__HOW TO COMPLETE THIS TASK__.
In full and without change, transcribe the records below.

==== RECORD EXTRACTS ====

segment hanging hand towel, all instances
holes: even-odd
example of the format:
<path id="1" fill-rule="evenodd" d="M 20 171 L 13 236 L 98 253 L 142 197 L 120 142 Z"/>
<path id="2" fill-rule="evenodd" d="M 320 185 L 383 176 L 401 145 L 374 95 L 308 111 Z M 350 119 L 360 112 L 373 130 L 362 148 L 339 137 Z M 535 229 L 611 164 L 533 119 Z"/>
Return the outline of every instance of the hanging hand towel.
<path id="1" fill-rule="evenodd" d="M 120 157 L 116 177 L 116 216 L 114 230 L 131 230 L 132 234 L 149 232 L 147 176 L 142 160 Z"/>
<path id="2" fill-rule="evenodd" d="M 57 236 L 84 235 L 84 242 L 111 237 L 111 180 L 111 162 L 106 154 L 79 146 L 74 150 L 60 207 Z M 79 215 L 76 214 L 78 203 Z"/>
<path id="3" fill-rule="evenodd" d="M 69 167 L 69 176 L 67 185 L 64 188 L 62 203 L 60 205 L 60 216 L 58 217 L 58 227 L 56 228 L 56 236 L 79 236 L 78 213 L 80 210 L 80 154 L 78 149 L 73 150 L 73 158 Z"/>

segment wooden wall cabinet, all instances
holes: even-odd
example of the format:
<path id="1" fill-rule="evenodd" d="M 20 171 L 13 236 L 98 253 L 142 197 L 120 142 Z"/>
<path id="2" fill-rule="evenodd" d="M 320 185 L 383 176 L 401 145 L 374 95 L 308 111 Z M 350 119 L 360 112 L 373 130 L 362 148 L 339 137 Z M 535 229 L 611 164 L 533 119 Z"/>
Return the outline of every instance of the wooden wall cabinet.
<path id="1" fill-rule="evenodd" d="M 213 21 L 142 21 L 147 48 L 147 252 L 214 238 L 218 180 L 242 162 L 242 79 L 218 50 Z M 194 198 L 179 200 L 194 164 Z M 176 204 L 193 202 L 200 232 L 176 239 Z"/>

====

__EXERCISE ANSWER__.
segment hanging hand towel, all instances
holes: even-odd
example of the format:
<path id="1" fill-rule="evenodd" d="M 20 171 L 13 236 L 98 253 L 142 197 L 120 142 Z"/>
<path id="2" fill-rule="evenodd" d="M 320 185 L 383 176 L 401 145 L 374 95 L 308 111 Z M 350 119 L 360 112 L 373 130 L 362 148 L 339 137 Z M 535 229 L 611 164 L 533 119 Z"/>
Return the outline of every instance of the hanging hand towel.
<path id="1" fill-rule="evenodd" d="M 120 157 L 116 177 L 116 216 L 114 230 L 131 230 L 132 234 L 149 232 L 147 176 L 142 160 Z"/>
<path id="2" fill-rule="evenodd" d="M 57 236 L 84 235 L 84 242 L 111 237 L 111 180 L 111 162 L 106 154 L 79 146 L 74 150 L 60 207 Z M 79 215 L 76 214 L 78 203 Z"/>
<path id="3" fill-rule="evenodd" d="M 69 167 L 69 176 L 67 185 L 64 188 L 62 203 L 60 205 L 60 216 L 58 217 L 58 227 L 56 228 L 56 236 L 79 236 L 78 213 L 80 210 L 80 154 L 78 149 L 73 150 L 73 158 Z"/>

segment wooden wall cabinet, all instances
holes: even-odd
example of the format:
<path id="1" fill-rule="evenodd" d="M 20 171 L 13 236 L 98 253 L 142 197 L 120 142 Z"/>
<path id="2" fill-rule="evenodd" d="M 320 185 L 383 176 L 401 145 L 374 95 L 308 111 Z M 350 119 L 360 112 L 373 130 L 362 148 L 339 137 Z M 535 229 L 611 164 L 533 119 Z"/>
Return the outline of every instance of the wooden wall cabinet.
<path id="1" fill-rule="evenodd" d="M 213 21 L 142 21 L 147 48 L 147 252 L 214 238 L 218 180 L 242 162 L 242 79 L 218 50 Z M 194 198 L 179 200 L 194 164 Z M 176 204 L 193 202 L 200 232 L 176 239 Z"/>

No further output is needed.